• [Data]:
==*==

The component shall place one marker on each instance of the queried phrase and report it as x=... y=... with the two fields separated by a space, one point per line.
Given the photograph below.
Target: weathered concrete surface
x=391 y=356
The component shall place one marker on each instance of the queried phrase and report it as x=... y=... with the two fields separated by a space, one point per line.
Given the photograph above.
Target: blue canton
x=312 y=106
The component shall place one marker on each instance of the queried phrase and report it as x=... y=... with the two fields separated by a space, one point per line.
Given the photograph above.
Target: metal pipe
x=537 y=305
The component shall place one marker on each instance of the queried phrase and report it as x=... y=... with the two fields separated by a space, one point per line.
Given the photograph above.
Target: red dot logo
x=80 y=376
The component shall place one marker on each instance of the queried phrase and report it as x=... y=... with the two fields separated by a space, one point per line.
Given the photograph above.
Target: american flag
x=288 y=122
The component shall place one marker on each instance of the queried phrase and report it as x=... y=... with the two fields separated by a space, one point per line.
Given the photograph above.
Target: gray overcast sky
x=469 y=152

==*==

• [What the task asks]: Faithfully reproduce all of the material.

• [Final answer]:
The component shall place one marker on each instance of the queried phrase and report it as x=... y=... with the two fields separated by a space, one point per line.
Given the photograph below.
Target: weathered concrete surface
x=391 y=356
The component shall place one marker on each instance of the queried phrase and report it as x=... y=... with the two fields separated by a space, one point per line.
Given the photograph above.
Target: blue canton
x=312 y=106
The component shall place one marker on each instance of the queried phrase and report it as x=... y=... with the two fields separated by a space, one point per line.
Given the photograph above.
Target: metal pipe
x=537 y=305
The component shall place one marker on each instance of the queried phrase and report it as x=... y=... with the two fields separated by a space, one point per line.
Given the photograph above.
Target: red dot logo
x=80 y=376
The component shall place one marker on each instance of the queried phrase and report it as x=... y=... with the two fields separated by a space, one point per line.
Given the photograph above.
Target: american flag
x=288 y=122
The component shall place one marker on each instance of the queried phrase and report it as x=... y=... with the two fields separated by a space, one point per line.
Given the photograph above.
Target: gray overcast sky
x=469 y=152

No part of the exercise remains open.